▸ **Zestaw zadań**
a. Co się odkręca przy kręceniu krzywką w lewo według wpisu o silniku?
b. Przytocz dosłownie fragment wpisu o silniku od „Pomyślałem sobie, że” do „z tym zrobić?”.
c. Proszę napisać dalszy ciąg wpisu o silniku, zaczynając od miejsca, w którym się urywa.

▸ **Tekst do czytania**
Chlopcy Rometowcy - Forum Romeciarzy!

Pełna wersja: Ciężko obraca się silnik
Aktualnie przeglądasz uproszczoną wersję forum. Kliknij tutaj, by zobaczyć wersję z pełnym formatowaniem.
bryy

Pomyślałem sobie, że skoro i tak nie mam nic do stracenia, to może jeszcze spróbuję odpalić ten złom. Problem w tym, że silnik dość ciężko się obraca. Tzn. na luzie zębatka zdawcza obraca się z oporem większym niż powinna, a gdy próbuję odpalić go na pych to sytuacja ma się tak: Na jedynce nie ma mowy o nawet próbie odpalenia, gdyż po puszczeniu sprzęgła koło się blokuje i nawet nie myśli żeby się ruszyć. Na wyższych biegach sytuacja ma się tak samo, ale jeśli odpowiednio się rozpędzę to nagle silnik się odblokowuje i kręci. Do tego na luzie mam problem z obróceniem wału. Chcę ustawić zapłon, więc wykręcam świecę, wrzucam luz i próbuję kręcić krzywką. Efekt jest taki, że w prawo ruszy się trochę i się jakby blokuje, a kręcąc w lewo, zamiast obracać wałem to odkręca mi się śrubka mocująca krzywkę Angry Ma ktoś pomysły co z tym zrobić?

Pozycje zbioru danych
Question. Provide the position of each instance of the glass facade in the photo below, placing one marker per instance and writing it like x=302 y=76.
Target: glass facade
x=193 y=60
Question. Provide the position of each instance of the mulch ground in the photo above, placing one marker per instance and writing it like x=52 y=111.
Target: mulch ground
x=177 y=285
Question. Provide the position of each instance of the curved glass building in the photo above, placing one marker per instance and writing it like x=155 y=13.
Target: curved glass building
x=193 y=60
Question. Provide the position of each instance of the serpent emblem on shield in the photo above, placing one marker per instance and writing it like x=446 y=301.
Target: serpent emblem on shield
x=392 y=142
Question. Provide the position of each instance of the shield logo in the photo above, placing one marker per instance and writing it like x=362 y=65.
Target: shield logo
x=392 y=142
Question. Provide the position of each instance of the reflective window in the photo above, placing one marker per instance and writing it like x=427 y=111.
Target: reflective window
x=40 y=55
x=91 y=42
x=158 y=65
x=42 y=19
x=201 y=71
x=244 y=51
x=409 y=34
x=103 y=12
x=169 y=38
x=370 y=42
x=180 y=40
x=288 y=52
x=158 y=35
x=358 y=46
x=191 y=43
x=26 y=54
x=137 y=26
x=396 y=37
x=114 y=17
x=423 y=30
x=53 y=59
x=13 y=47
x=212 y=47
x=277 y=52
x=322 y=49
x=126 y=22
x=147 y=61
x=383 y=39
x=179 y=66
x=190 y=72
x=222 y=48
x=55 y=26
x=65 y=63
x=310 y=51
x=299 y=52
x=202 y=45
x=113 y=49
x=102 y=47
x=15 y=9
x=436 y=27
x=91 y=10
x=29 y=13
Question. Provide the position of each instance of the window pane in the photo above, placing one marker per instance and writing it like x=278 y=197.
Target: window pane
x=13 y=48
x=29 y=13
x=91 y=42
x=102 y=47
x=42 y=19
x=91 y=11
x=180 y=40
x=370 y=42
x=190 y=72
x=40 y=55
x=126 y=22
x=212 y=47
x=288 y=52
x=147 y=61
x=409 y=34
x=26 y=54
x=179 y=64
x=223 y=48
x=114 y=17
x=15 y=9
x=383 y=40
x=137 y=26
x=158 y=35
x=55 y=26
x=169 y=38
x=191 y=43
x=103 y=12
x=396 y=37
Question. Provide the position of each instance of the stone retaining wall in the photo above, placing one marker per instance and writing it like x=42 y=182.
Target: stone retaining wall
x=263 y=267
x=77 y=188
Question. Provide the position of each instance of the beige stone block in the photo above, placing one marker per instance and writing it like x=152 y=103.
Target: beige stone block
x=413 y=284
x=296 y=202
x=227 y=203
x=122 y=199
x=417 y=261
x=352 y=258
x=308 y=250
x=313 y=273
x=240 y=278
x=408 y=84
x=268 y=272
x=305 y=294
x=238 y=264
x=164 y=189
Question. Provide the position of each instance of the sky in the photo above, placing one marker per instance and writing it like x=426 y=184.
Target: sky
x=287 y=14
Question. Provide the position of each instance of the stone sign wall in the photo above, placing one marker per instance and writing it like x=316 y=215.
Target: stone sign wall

▸ **Odpowiedzi końcowe**
a. Śrubka mocująca krzywkę.

b.
Pomyślałem sobie, że skoro i tak nie mam nic do stracenia, to może jeszcze spróbuję odpalić ten złom. Problem w tym, że silnik dość ciężko się obraca. Tzn. na luzie zębatka zdawcza obraca się z oporem większym niż powinna, a gdy próbuję odpalić go na pych to sytuacja ma się tak: Na jedynce nie ma mowy o nawet próbie odpalenia, gdyż po puszczeniu sprzęgła koło się blokuje i nawet nie myśli żeby się ruszyć. Na wyższych biegach sytuacja ma się tak samo, ale jeśli odpowiednio się rozpędzę to nagle silnik się odblokowuje i kręci. Do tego na luzie mam problem z obróceniem wału. Chcę ustawić zapłon, więc wykręcam świecę, wrzucam luz i próbuję kręcić krzywką. Efekt jest taki, że w prawo ruszy się trochę i się jakby blokuje, a kręcąc w lewo, zamiast obracać wałem to odkręca mi się śrubka mocująca krzywkę Angry Ma ktoś pomysły co z tym zrobić?

c.
Btw. Jak do jasnej cholery ustawić ten zapłon poprawnie? O ile przerwa jest dobra, iskra też jest, tak on i tak nie pali. Raz czy dwa strzeli jak przebiegnę z nim te 50 metrów i tyle. Do tego na stojanie jest taka jakby strzałka skierowana na karter, a na karterze mam wyraźnie zaznaczony punkt (ktoś to chyba zaznaczał śrubokrętem), który wg. mnie powinien pokrywać się z tą strzałką. Tak przynajmniej miałem poprzednio. Teraz strzałka jest o wiele wyżej.
Rozpołów silnik a wszystkiego się dowiesz. Tak to możemy tylko spekulować a potem ktoś nas poczyta i powie że żeśmy drugie macierewicze.
Przerwa jest okej, a wyprzedzenie? >.<
No to też właśnie myślałem o wyprzedzeniu. Ale pytanie jak ja mam to ustawić jak ten wał się tak opornie kręci?
Może po prostu wał jest krzywy?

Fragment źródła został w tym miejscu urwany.